DIRECTIONS
(1) In the commentary on potash and junior mining finance, how many meters does Goldgroup's newly launched drilling program cover?
(2) Write the next part of the commentary on potash and junior mining finance, picking up after its final sentence.
═════ GIVEN PASSAGE ═════
Environmental claims need field proof to price in: Slow‑release fertilizers can lower runoff and extend application intervals, benefits agronomists recognize. But buyers pay for performance. Co‑products must meet specification, pass regulatory acceptance where needed, and slot into distributor networks built around standard NPK blends. Unit margins will hinge on product grade, logistics, and whether processors can sell into premium markets at scale. Until there are offtake pilots or commercial trials with farmers or blenders, these are potential credits, not bankable revenue lines. Expect lenders and equity investors to demand field data before awarding value to struvite or vivianite beyond conservative by‑product assumptions.

Peer activity underscores what is getting funded: Across juniors this week, capital is chasing drill results, permits, and near‑term studies. Endurance Gold added 1.92 million dollars of liquidity to keep drilling its Reliance gold‑antimony system in British Columbia; the drill bit is pointed at extending mineralized trends with assays pending for most holes. RUA Gold is pushing a Pre‑Feasibility Study on a 19,000‑meter program at Auld Creek in New Zealand to define mine design options over more than a kilometer of strike. Goldgroup launched a 24,000‑meter program to refine the model ahead of a potential San Francisco mine restart in late 2026 or early 2027 in Sonora. STLLR reported high‑grade intercepts at Jonpol as it tries to triple the open‑pit strike length for the next resource update. Heliostar secured final permits for pit and leach expansions at La Colorada with added ounces targeted next year. In uranium, Cosa and Denison are stepping up drilling at Murphy Lake North after winter holes delivered percent‑level U3O8. The common thread is tangible de‑risking with clear timelines; the market is paying attention to those catalysts.

Potash market context tempers expectations: Global muriate of potash demand is steady over the cycle, driven by crops like corn, soy, and palm oil, but prices remain volatile after the 2022 supply shock. As prices normalized, financing appetite for greenfield potash narrowed to projects with clear cost advantages and permitting clarity. Process innovations that cut water and boost recovery improve the cost curve position, but they are not substitutes for a bankable jurisdiction and a permit. Offtake for MOP typically comes late in the de‑risking path. Co‑product markets for struvite and vivianite are growing from a smaller base, often through municipal nutrient recovery and specialty fertilizer channels. They can be margin enhancers if logistics and pricing line up, but they are unlikely to underwrite the core project.
═════ DATASET EXTRACT ═════
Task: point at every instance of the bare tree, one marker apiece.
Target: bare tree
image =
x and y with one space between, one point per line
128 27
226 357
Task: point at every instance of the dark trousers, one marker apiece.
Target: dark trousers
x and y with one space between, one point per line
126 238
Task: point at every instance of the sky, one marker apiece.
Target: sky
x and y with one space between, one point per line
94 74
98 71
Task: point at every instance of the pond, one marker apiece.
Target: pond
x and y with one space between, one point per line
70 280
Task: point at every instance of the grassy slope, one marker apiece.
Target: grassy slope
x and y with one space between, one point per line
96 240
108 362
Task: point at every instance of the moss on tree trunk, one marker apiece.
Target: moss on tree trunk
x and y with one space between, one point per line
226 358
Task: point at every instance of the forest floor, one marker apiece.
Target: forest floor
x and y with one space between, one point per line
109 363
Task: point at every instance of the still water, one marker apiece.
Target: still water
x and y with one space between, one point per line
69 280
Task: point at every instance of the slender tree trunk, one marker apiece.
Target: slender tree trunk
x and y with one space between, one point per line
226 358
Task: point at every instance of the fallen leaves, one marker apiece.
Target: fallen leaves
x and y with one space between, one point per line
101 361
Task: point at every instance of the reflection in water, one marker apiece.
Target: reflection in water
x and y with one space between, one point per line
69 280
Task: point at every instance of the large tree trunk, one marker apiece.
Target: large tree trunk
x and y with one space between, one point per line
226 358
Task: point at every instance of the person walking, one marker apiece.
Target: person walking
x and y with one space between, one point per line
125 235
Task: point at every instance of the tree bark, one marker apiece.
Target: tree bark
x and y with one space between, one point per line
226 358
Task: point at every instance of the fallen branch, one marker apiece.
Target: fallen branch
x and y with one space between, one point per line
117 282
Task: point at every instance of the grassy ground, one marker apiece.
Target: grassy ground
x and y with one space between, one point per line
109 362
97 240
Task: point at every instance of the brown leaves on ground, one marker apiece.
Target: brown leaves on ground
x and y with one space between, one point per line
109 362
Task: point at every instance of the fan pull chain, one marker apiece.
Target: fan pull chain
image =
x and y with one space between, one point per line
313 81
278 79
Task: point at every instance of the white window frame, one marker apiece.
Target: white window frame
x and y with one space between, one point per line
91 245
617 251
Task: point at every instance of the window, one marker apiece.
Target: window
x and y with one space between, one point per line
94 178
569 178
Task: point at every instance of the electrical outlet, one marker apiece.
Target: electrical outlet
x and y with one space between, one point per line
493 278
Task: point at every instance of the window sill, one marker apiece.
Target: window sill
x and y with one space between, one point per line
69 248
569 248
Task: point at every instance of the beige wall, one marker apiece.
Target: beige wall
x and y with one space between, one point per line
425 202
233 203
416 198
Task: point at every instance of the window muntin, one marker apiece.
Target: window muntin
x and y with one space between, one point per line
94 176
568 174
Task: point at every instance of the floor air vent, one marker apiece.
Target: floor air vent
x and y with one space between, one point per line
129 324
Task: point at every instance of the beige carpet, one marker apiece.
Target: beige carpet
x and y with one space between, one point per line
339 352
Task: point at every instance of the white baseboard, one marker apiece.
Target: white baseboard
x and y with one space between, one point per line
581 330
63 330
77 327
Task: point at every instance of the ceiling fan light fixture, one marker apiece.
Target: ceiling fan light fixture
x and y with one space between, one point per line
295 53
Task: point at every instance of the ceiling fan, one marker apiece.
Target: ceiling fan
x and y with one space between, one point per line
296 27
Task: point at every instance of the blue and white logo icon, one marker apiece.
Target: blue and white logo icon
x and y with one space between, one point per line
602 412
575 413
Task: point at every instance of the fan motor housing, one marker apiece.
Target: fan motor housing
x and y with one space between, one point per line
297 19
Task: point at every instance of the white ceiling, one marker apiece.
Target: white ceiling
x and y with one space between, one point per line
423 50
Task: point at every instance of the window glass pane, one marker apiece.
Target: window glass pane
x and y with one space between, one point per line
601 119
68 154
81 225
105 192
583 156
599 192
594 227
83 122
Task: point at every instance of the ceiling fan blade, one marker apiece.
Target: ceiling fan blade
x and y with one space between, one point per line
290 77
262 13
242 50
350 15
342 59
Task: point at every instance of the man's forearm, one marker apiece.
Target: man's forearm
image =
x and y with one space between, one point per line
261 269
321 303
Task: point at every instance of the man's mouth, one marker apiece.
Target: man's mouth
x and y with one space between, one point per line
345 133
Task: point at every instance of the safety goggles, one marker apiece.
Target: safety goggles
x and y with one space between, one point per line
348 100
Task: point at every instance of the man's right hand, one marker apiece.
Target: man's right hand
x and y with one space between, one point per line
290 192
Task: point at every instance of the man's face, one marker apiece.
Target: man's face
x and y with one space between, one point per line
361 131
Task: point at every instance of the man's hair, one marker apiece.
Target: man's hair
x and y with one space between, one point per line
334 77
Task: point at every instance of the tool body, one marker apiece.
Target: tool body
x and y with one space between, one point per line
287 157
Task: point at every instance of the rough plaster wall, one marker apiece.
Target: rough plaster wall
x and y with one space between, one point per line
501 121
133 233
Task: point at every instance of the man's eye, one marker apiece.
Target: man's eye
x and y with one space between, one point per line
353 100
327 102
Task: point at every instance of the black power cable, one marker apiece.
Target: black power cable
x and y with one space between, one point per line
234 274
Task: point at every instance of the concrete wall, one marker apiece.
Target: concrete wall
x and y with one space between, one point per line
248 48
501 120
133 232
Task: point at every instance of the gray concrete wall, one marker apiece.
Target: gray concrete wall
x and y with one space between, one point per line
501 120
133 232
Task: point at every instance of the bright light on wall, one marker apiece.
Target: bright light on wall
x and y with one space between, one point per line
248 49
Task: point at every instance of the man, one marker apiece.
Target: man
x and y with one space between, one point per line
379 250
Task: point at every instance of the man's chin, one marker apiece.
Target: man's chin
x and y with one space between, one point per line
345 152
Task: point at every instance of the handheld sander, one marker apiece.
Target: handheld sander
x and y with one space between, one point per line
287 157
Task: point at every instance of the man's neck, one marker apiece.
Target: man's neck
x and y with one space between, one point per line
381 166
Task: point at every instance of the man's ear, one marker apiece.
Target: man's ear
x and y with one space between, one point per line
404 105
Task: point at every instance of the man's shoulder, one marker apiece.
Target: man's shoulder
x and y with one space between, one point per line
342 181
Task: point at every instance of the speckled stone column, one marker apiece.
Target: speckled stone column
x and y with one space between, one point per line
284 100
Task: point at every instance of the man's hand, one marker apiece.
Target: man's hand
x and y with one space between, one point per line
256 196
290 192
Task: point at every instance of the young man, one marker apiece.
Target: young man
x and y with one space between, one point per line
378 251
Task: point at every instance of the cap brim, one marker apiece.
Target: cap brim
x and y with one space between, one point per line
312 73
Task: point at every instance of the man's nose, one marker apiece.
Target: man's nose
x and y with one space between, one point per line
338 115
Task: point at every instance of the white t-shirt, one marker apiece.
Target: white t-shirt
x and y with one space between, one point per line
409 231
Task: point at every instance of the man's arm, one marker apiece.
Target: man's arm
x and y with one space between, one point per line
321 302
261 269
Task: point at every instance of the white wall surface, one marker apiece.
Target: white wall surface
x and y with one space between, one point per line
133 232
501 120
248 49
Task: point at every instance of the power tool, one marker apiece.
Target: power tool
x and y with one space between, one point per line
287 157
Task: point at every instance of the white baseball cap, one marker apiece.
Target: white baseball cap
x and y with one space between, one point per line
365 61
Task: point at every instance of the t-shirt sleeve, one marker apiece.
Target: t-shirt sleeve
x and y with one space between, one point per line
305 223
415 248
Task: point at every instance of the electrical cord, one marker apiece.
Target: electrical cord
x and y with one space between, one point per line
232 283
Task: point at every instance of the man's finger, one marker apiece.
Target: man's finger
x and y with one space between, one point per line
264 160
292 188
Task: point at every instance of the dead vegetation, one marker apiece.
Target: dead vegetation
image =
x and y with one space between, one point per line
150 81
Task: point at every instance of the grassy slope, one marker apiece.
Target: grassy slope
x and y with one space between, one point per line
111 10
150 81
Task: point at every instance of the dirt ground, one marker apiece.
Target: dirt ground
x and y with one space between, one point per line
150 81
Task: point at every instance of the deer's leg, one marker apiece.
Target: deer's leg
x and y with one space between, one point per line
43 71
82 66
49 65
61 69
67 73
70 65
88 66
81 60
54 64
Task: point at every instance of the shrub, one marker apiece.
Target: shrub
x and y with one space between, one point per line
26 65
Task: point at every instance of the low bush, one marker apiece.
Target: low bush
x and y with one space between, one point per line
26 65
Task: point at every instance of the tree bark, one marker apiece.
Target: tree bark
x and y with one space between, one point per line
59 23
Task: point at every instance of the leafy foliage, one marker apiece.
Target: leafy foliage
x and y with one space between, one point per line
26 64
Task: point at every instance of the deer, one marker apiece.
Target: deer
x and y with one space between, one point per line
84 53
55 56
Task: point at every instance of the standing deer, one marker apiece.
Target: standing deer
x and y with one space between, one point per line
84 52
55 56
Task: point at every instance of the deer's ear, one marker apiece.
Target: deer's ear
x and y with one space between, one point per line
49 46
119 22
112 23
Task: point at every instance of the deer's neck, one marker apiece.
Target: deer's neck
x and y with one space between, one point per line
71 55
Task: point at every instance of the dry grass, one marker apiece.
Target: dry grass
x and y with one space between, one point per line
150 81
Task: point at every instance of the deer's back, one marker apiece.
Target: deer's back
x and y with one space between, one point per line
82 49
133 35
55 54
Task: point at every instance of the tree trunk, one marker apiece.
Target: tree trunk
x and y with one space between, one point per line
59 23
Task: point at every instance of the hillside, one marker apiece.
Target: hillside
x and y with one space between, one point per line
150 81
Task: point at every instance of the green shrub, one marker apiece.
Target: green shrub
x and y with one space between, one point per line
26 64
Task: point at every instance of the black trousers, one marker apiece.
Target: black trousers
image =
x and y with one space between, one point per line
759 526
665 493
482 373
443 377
═════
ANSWERS FOR THE TASKS
(1) 24,000 meters.

(2)
What to watch from here: Track the procedural calendar in the ICSID case, any moves toward mediation, and whether Morocco signals a negotiated path. Look for patent prosecution updates in the EU, North America, and North Africa to judge how defensible the IP will be beyond the UK. Scrutinize flowsheet disclosures for pilot plant throughputs, reagent balances, and independent verification of the 91 percent recovery claim. Any third‑party testing on external evaporite ores would be a meaningful signal for licensing potential. On the balance sheet, monitor cash runway and non‑dilutive options. For sector context, note that Heliostar targets added gold output next year on the back of permits, RUA aims to complete a PFS by Q4 2026, and Goldgroup plans a restart decision window in the same period. Catalysts with dates tend to attract capital.

Bottom line on Emmerson’s patent: The grant is a constructive step that improves strategic flexibility and strengthens a potential damages narrative, but it does not solve the central risk. The investment case will move when there is visibility on permitting or compensation, when patents are secured across key jurisdictions, and when pilot‑scale data shows the process works on more than one orebody with credible economics. Until then, treat the IP as upside optionality layered on top of a binary legal outcome.